30.3.07

SAMUEL FULLER, o gênio do olho

Exibido na semana de inauguração da Sala Cinemateca, Ladrões do Amanhecer, de Samuel Fuller, é puro cinema emoção, sem cair nos estereótipos do thriller ou do gênero melô


Trama por trama, drama por drama, o que importa em Os Ladrões do Amanhecer (Les Voleurs de la Nuit, França/1983), de Samuel Fuller, não é uma coisa nem outra, mas a verve, a ourivesaria plano por plano. O gênio da agilidade do olho está mais jovem do que supõe o gagá Godard, hoje um chato de galochas.

O cinema de invenção que não soa caricato é o de Samuel Fuller. Um Fuller europeu na casca, mas norte-americano no pessimismo, aqui numa autocrítica, quase uma glosa, devolvendo aos cinéfilos da Nouvelle Vague que o valorizou um exemplo de avançar criativamente sem babaquices.

Não há fórmulas, senão pretexto para um reexame da linguagem a 24 quilates por segundo. Ourivesaria do plano no ritmo, do ritmo na seqüência, da seqüência no conjunto de uma partitura musical. Nenhuma grandiloqüência sinfônica, nenhum atonalismo blasé, nenhum pedantismo. Apenas um violoncelo e alguns violinistas. Mais adágio que para concerto. E Jimi Hendrix comparece num pôster na loja de instrumentos musicais. Música da câmera? Música de câmara. O protagonista curte isso, Bonnie sem Clyde. Lágrimas sem mel.

* _REGISTROS EXTRAÍDOS_

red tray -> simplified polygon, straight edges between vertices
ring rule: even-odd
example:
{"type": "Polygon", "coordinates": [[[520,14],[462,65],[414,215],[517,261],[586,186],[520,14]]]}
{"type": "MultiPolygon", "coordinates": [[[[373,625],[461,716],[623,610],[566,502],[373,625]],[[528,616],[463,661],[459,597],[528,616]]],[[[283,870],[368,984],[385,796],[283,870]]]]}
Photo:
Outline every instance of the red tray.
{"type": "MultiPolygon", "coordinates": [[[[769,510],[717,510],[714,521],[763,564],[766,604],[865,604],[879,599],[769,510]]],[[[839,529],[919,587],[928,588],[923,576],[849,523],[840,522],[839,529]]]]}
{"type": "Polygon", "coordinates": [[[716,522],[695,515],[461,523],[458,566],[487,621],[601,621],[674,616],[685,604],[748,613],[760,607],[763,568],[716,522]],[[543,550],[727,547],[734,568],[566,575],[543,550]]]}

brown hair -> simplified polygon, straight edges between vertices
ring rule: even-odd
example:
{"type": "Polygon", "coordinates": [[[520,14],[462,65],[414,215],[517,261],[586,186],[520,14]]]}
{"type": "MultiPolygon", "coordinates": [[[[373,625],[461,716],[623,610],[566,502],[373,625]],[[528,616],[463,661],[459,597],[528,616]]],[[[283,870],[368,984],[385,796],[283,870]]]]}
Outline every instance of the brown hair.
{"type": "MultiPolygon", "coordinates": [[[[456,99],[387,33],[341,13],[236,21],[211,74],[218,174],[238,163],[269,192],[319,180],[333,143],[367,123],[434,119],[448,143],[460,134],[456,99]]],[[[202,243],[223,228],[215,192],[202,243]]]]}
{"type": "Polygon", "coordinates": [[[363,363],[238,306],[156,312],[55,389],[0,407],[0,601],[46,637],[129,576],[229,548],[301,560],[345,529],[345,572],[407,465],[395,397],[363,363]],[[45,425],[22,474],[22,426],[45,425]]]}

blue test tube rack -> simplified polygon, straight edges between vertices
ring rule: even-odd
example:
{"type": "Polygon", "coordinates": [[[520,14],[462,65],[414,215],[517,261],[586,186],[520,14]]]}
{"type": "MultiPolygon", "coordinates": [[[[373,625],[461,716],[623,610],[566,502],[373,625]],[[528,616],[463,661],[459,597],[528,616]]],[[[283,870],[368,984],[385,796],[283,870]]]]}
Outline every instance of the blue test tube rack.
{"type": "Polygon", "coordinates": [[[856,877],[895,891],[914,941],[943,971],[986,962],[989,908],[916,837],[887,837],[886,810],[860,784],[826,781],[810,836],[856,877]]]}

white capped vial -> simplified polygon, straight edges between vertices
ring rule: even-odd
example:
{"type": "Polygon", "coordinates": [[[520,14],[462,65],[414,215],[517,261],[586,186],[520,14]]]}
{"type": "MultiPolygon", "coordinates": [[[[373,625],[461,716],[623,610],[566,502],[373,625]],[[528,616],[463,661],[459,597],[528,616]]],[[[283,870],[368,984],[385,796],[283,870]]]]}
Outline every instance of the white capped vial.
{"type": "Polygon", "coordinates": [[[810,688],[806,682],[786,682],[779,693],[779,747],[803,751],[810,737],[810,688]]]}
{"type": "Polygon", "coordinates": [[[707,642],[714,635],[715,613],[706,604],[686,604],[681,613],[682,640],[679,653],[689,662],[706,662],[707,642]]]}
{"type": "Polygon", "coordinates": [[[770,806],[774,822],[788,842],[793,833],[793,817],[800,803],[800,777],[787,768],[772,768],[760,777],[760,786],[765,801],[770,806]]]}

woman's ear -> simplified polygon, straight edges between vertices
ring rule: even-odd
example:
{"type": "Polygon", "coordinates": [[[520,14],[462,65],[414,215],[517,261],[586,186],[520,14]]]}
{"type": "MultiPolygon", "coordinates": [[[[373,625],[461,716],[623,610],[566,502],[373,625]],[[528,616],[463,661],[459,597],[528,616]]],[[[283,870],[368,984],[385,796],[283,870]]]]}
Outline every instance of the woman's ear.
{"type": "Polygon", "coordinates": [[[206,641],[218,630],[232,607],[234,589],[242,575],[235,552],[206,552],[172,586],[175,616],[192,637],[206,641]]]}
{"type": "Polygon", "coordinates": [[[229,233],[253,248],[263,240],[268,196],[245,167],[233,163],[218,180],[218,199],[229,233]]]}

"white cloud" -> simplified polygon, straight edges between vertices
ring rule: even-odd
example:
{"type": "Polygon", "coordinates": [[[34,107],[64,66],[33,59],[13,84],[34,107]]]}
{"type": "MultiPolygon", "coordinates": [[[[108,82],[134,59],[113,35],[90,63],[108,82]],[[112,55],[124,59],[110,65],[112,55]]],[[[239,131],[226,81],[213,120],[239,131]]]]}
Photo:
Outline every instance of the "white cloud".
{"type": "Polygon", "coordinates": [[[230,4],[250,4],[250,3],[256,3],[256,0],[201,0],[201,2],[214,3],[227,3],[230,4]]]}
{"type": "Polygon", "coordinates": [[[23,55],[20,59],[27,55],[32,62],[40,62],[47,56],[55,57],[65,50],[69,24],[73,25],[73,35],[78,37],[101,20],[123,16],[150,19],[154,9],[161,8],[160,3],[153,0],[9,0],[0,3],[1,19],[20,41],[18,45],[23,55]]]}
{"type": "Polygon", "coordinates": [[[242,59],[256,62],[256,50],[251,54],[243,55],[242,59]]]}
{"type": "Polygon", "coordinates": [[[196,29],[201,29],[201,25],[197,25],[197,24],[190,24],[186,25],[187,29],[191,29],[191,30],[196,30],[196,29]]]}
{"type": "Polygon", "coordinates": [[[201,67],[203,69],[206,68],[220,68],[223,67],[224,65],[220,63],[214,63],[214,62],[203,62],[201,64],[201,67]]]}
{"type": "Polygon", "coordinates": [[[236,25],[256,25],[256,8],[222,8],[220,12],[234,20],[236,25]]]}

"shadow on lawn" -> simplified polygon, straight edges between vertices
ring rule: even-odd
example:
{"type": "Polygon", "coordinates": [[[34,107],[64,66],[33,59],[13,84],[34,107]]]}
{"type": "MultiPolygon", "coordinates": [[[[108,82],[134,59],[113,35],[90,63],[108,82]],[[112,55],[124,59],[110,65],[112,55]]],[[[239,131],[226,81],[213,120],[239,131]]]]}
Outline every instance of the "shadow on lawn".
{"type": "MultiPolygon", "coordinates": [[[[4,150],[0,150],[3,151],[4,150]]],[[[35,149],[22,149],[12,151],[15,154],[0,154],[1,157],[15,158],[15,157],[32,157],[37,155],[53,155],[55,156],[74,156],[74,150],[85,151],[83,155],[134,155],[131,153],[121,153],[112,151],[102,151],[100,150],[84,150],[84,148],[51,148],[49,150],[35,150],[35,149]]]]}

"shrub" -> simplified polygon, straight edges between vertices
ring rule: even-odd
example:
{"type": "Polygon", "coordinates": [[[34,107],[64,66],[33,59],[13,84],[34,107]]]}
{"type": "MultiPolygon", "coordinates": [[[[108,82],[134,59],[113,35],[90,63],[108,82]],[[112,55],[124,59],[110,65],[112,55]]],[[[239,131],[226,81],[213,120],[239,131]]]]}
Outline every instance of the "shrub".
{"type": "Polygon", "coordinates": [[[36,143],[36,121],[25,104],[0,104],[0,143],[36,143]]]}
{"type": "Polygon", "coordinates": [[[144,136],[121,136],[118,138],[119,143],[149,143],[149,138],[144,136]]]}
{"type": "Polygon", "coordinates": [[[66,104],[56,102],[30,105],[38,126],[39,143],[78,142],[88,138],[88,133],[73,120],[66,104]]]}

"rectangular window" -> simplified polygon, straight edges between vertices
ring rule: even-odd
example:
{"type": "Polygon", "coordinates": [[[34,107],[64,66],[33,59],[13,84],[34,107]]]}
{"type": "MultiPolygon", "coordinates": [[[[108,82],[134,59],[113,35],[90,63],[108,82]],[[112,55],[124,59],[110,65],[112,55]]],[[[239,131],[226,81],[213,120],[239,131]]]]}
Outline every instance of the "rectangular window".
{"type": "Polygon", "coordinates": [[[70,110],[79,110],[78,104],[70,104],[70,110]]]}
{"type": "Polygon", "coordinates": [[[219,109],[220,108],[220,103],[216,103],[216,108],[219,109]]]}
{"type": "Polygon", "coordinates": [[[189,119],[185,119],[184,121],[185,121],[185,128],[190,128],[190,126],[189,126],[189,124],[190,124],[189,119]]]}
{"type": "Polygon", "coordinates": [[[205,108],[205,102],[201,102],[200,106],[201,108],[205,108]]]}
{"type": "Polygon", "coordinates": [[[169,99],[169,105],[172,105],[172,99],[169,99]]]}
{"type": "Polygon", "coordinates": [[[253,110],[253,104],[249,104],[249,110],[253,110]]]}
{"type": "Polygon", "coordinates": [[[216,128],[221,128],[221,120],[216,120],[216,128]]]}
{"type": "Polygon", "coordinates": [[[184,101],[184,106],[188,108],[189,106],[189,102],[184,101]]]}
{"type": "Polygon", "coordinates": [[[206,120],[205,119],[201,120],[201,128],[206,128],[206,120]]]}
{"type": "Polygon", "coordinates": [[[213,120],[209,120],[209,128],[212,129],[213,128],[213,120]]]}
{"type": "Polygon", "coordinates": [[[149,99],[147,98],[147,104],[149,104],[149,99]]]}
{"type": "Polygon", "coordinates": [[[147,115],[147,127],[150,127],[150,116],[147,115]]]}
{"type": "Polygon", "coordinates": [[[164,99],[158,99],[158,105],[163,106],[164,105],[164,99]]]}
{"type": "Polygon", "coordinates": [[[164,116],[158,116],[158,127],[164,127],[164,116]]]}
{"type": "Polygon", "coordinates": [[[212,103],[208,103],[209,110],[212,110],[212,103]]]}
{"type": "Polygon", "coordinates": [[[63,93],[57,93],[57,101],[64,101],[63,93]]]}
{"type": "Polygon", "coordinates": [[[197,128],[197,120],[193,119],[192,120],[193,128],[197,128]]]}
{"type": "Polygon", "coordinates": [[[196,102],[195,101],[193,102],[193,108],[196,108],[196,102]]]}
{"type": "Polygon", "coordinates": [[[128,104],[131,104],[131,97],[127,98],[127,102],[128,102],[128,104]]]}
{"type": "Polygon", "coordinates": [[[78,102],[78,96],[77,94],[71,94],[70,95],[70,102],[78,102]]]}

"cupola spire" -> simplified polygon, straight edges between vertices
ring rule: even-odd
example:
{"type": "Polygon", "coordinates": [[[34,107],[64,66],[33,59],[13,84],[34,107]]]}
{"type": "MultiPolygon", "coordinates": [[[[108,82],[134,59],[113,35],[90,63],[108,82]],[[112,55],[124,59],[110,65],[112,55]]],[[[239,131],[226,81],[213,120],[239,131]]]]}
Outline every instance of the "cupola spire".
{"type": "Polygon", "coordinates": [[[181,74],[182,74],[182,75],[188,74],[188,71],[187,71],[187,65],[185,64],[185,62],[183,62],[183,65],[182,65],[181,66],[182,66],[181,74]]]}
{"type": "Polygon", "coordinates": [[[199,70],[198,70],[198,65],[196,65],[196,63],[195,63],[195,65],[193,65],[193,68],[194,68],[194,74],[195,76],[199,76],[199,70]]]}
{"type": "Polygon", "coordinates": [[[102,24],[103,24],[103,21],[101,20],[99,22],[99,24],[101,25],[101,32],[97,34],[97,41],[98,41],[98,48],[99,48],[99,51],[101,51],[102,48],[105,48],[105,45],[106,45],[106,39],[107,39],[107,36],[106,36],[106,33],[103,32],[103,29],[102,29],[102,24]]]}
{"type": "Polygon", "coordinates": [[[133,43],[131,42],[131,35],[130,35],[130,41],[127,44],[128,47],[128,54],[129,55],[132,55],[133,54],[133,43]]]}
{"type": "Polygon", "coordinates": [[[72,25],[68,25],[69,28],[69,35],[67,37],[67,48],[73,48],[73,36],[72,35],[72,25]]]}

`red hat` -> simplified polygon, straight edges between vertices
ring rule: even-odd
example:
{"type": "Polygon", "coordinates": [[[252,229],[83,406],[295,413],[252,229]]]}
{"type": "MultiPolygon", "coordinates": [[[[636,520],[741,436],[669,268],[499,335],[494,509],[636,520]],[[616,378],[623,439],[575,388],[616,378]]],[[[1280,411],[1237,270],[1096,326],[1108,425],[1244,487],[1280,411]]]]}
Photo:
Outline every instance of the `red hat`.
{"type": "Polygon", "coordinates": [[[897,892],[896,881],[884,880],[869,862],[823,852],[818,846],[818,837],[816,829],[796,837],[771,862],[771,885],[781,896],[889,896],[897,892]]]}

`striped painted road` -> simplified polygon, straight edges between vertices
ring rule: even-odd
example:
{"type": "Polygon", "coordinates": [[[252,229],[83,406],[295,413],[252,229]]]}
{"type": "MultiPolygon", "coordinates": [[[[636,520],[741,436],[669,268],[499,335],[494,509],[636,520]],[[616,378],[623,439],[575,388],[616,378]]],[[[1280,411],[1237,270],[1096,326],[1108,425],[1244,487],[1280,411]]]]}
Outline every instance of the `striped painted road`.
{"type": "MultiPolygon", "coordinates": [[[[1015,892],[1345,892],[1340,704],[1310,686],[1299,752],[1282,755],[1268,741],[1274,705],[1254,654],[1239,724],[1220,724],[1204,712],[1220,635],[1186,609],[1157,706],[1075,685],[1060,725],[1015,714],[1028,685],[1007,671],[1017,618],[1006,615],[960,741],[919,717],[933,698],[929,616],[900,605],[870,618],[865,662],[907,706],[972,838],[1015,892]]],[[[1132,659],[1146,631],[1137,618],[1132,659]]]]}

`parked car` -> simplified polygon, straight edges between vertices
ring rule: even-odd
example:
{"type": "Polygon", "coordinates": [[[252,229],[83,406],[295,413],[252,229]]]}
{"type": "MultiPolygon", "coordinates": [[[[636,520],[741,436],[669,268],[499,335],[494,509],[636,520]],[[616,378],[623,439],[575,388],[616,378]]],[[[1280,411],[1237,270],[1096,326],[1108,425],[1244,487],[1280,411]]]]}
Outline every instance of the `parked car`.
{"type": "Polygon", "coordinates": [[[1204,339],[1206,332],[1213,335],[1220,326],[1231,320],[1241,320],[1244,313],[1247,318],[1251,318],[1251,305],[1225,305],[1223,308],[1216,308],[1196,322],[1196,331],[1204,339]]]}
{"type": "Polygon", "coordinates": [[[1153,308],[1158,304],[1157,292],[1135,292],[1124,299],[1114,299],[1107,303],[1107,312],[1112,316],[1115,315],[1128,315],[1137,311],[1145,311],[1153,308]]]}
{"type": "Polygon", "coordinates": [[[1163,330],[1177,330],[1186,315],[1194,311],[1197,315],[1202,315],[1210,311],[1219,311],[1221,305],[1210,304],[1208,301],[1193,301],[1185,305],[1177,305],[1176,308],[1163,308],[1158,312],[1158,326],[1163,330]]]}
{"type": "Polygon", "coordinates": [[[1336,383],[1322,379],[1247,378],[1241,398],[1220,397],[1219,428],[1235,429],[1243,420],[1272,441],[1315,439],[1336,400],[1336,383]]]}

* _OBJETIVOS_
1 – Segundo a crítica sobre Samuel Fuller, em que ocasião o filme Ladrões do Amanhecer foi exibido?
2 – Prossiga a crítica sobre Samuel Fuller a partir da última frase apresentada.

* _RESULTADOS ORDENADOS_
1 – Na semana de inauguração da Sala Cinemateca.

2 –
Música do olho. O próprio Fuller, então com 71 anos, assumiu uma aparição especial, como o expert Zoltan. Vive numa mansão, charuto na boca, quando é visitado pela dupla incestuosa central, que o confunde com um receptador e pede para que examine um relógio de ouro maciço. Fuller tem obsessão por relógios raros – vide Agonia e Glória (The Big Red One, 1980), onde um belo cebolão é a metáfora de um soldado que tomba na praia rochosa. Fuller revela agora algumas taras – está assistindo vídeos sobre formas de morrer, no caso, de tuberculose, babando sangue. Ele se irrita quando a dupla passa diante do vídeo – "saiam da frente!". O casal pensa que ele é doido – faz-se um primeiríssimo primeiro plano de seu olho e ele diz: "Esta minha lente de contato é uma verdadeira lupa de ourives!". Só três risos sarcásticos foram ouvidos na sala da cinemateca:o meu, o de Luiz Nazário e de outro que não identifiquei. Vale dizer que os outros 150 espectadores não estavam entendendo nada.

Fernando [?], por exemplo, levou o filme a sério, embora tenha saído achando que "o homem é realmente demais, não adianta a molecada de hoje querer imitá-lo que nunca chegarão aos pés dele". De fato, entra década e sai década, e Fuller é sempre admirado, e nunca igualado.

Não dá pé imitá-lo, seu olho de gênio é inimitável, intransferível, ou seja, é o tal olho-na-cabeça-do-poeta do qual fala Welles, aliás, ao lado de mais, temos uma trindade máxima do olho ágil. É preciso tentar perscrutar esses olhares que nos brindam tão raramente na própria história do cinema.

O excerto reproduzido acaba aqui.